__Region segmentation data__
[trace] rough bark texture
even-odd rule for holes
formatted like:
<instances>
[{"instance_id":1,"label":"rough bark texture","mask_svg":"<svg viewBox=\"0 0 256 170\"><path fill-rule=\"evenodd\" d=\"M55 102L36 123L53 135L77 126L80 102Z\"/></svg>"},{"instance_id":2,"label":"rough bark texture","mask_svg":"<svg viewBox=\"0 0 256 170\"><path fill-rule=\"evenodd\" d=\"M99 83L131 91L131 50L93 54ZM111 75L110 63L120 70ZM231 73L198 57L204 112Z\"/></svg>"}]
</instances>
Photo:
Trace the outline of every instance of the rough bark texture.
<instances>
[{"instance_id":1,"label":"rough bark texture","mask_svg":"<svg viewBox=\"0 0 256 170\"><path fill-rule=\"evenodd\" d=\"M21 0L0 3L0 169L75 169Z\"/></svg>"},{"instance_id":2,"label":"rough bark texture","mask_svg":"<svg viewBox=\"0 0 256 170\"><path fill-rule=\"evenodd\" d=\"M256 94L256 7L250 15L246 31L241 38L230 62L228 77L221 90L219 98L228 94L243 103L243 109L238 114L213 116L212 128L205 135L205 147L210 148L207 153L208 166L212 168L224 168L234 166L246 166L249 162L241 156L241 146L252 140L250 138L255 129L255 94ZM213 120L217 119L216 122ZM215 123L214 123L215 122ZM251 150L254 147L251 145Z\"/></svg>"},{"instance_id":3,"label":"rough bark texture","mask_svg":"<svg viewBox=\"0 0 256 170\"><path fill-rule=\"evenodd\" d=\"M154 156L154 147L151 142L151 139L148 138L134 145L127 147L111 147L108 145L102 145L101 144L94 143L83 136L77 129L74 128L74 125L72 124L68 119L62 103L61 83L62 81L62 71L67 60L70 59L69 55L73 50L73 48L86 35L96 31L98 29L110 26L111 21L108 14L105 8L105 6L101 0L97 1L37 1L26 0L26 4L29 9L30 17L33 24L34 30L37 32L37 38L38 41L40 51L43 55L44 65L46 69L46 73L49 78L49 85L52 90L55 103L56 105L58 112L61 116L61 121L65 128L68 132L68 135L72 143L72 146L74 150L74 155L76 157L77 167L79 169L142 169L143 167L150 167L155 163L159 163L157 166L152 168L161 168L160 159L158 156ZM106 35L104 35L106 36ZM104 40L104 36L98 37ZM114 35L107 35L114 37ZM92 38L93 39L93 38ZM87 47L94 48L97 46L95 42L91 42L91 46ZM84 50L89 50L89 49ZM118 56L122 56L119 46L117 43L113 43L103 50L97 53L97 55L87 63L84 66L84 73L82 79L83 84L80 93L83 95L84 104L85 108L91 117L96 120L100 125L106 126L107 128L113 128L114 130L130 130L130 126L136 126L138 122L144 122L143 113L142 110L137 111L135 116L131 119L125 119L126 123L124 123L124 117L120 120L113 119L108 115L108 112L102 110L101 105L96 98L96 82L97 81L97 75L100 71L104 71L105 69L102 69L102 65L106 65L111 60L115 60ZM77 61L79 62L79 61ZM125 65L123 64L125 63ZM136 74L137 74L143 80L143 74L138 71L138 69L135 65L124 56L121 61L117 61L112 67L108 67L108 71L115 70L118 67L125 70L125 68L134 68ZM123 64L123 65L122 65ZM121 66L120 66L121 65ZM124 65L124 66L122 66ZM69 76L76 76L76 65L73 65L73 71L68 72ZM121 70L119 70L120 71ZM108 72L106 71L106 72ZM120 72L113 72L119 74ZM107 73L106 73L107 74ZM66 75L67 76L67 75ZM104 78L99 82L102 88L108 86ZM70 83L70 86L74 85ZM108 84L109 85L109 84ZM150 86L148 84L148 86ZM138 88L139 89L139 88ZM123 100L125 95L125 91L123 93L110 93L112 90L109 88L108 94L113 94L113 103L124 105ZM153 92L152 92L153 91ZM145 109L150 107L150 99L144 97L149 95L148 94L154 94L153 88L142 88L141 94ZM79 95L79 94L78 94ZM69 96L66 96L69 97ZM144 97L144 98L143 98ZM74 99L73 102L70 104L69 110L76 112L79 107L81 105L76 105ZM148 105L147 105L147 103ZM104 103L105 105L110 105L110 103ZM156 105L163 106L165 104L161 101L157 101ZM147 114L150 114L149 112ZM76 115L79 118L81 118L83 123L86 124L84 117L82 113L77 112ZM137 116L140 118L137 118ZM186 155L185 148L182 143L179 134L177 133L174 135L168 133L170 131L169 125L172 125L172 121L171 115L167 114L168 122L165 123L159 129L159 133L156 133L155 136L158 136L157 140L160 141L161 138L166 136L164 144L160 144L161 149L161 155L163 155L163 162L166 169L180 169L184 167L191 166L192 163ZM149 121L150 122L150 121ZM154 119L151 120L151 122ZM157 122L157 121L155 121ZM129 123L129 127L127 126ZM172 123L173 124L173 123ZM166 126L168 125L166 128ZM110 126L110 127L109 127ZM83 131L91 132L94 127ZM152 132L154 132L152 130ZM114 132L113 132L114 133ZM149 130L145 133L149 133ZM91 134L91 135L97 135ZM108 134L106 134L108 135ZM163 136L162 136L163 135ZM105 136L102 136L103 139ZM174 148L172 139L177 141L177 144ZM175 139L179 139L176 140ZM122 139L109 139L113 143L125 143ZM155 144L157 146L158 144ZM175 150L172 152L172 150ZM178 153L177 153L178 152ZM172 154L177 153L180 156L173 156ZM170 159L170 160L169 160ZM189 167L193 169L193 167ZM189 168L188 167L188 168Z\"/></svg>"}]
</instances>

__Prompt__
Could you copy the listing word for word, from its first line through the line containing "Trace the outline"?

__Task answer__
[trace] rough bark texture
even-odd rule for holes
formatted like:
<instances>
[{"instance_id":1,"label":"rough bark texture","mask_svg":"<svg viewBox=\"0 0 256 170\"><path fill-rule=\"evenodd\" d=\"M55 102L36 123L53 135L77 126L80 102Z\"/></svg>"},{"instance_id":2,"label":"rough bark texture","mask_svg":"<svg viewBox=\"0 0 256 170\"><path fill-rule=\"evenodd\" d=\"M99 83L131 91L131 50L93 54ZM111 75L110 63L120 70ZM231 73L198 57L204 112Z\"/></svg>"}]
</instances>
Photo:
Trace the outline of every instance of the rough bark texture.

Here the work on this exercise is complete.